■ GOAL ■
Copy every line of the records below word for word, changing nothing.

■ LISTED RECORDS ■
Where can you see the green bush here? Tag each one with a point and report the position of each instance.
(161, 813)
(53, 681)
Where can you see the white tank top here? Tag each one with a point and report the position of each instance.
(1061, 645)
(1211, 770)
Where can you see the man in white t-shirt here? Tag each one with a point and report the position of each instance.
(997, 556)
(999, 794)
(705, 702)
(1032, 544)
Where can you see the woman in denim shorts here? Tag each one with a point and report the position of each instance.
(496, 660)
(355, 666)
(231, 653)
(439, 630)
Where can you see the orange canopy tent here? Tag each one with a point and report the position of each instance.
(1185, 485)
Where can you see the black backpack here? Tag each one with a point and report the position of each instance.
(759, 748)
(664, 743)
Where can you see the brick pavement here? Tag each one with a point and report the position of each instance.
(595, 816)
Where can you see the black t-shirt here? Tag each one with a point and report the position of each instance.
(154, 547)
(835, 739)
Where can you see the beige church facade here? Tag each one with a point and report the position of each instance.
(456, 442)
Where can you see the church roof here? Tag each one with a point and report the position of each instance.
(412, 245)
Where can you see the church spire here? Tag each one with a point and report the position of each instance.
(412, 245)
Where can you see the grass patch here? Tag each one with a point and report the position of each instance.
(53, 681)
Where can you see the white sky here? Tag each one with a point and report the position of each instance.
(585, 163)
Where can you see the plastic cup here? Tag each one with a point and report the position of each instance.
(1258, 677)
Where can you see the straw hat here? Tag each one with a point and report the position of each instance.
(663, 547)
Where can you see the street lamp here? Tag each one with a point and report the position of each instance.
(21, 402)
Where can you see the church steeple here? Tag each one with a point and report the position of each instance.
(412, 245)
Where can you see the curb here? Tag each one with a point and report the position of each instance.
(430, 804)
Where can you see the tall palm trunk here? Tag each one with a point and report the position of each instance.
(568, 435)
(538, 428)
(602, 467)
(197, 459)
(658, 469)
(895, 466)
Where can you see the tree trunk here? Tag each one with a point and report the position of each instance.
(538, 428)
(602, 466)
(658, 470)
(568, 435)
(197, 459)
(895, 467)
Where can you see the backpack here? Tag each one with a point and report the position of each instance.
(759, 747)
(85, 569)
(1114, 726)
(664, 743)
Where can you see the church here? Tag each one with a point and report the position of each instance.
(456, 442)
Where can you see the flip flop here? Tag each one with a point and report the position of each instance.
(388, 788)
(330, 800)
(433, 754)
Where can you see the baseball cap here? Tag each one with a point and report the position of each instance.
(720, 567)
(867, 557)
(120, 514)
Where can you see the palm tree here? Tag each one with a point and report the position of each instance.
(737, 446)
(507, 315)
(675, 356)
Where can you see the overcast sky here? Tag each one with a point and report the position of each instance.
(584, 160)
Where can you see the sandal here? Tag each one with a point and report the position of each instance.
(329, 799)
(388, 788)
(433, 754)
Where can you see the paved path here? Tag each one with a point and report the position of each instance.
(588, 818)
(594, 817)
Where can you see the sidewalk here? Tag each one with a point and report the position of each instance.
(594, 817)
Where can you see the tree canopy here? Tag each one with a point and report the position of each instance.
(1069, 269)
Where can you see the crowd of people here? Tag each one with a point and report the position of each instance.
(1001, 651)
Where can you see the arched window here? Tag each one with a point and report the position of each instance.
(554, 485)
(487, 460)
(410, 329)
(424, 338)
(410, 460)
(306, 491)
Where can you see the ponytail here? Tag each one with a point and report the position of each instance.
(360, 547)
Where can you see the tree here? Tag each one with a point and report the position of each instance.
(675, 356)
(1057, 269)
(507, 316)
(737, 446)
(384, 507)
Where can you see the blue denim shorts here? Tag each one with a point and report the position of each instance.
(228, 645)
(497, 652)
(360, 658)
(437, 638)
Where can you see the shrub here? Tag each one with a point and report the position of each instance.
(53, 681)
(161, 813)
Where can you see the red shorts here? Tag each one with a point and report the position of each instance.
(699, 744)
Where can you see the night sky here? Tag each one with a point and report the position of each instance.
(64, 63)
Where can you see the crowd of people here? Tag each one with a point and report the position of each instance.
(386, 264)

■ EXERCISE OUTPUT ■
Where can you see the green bush here? Tag each one with a point and report the position of each instance.
(161, 813)
(53, 681)
Where can you see the white tank top here? Tag each one with a point and report the position of each instance.
(1061, 645)
(1211, 770)
Where can you see the man in white t-shirt here? Tag each one with a point and report the position of each instance.
(997, 556)
(999, 794)
(705, 702)
(1032, 544)
Where can you see the woman in denim shorts here? Tag each one with a point and report the position of each instance.
(496, 660)
(355, 666)
(231, 653)
(439, 630)
Where can you see the orange canopy tent here? Tag each one with a point and report the position of each instance.
(1185, 485)
Where can you see the black backpack here? Tag each one with a point and report the position of each instance.
(759, 748)
(664, 743)
Where can you see the brick pavement here? Tag each one with a point and report the position of each instance.
(595, 816)
Where can you see the black t-shirt here? Tag each one with a point and report the position of each instance.
(154, 547)
(835, 739)
Where can you see the beige church facade here? Tag each one with a point and report the position of each instance.
(456, 442)
Where can you see the church roof here? Tag each one with a point and report the position of each instance.
(412, 245)
Where can you see the church spire here? Tag each one with a point and report the position of each instance.
(412, 245)
Where can you see the grass patch here? Tag each one with a point and report the position of each instance.
(53, 681)
Where can you see the white sky here? Tag each one with a point and report the position of each instance.
(585, 163)
Where can you see the plastic cup here? Tag each one with a point and report the position of each instance.
(1258, 677)
Where can you see the straw hat here? Tag each one with a point and report the position of each instance.
(663, 547)
Where can you see the street lamp here? Tag each one with a point and report the position of each instance.
(21, 402)
Where can you see the church steeple here? Tag each one with a point and report the position of each instance.
(412, 245)
Where can you see the curb here? Tag each one with a point and report the position of each instance.
(430, 804)
Where can you see the tall palm trunk here? Tag each one with a point and report the position of each instance.
(568, 435)
(538, 428)
(602, 467)
(197, 459)
(658, 469)
(895, 466)
Where can you see the tree trunk here? Tag each one with a point and report the position of each instance.
(538, 428)
(602, 466)
(658, 470)
(568, 435)
(197, 459)
(895, 467)
Where can you see the backpack here? Tag each one with a point and report the position of each instance.
(759, 747)
(85, 569)
(1114, 726)
(664, 743)
Where can you see the church here? Tag each one with a point and report the position of each instance.
(456, 442)
Where can you see the flip flop here? Tag each one with a point and report the position of each instance.
(388, 788)
(330, 800)
(433, 754)
Where can you see the baseball cap here? Tag each one with a point and report the position of each instance.
(720, 567)
(867, 557)
(120, 514)
Where can you see the palm tree here? Tag each one with a point and report the position of each instance.
(737, 446)
(507, 315)
(675, 356)
Where can you see the overcast sky here? Tag each one with a point and report the position of each instance.
(584, 160)
Where can you see the sandal here? Tag each one with a point and report the position of each instance.
(329, 799)
(388, 788)
(433, 754)
Where can you see the paved path here? Tag each one with a point and report the position of each instance.
(588, 818)
(594, 817)
Where can you see the sidewalk here? Tag each one with a point and report the position of each instance.
(594, 817)
Where can you see the tree canopy here? Tag each one with a point and report the position of each instance.
(1069, 269)
Where can you see the crowd of people here? Tag each one with a point and report the position of each instance.
(1001, 651)
Where can you see the arched window here? Tag each one with a point and report the position of each instance.
(554, 485)
(487, 460)
(410, 329)
(424, 338)
(410, 460)
(306, 491)
Where can you see the ponytail here? Tag each one with a point and report the position of each instance.
(360, 547)
Where can you see the tree here? Tag each one with a point and report the position of each instance.
(675, 356)
(1057, 269)
(507, 316)
(737, 446)
(384, 507)
Where can you see the blue denim shorts here? Tag each one with a point and report the position of each instance.
(228, 645)
(497, 652)
(360, 658)
(437, 638)
Where can you see the shrub here? Tag each one with a point and report the position of each instance.
(53, 681)
(161, 813)
Where can you see the red shorts here? Tag each one with a point and report the position of each instance.
(699, 744)
Where can you see the night sky here? Tag each one with a point and report the position of each instance.
(64, 63)
Where can you see the crowd of people here? Tag each one with a point and report the position of each instance.
(386, 264)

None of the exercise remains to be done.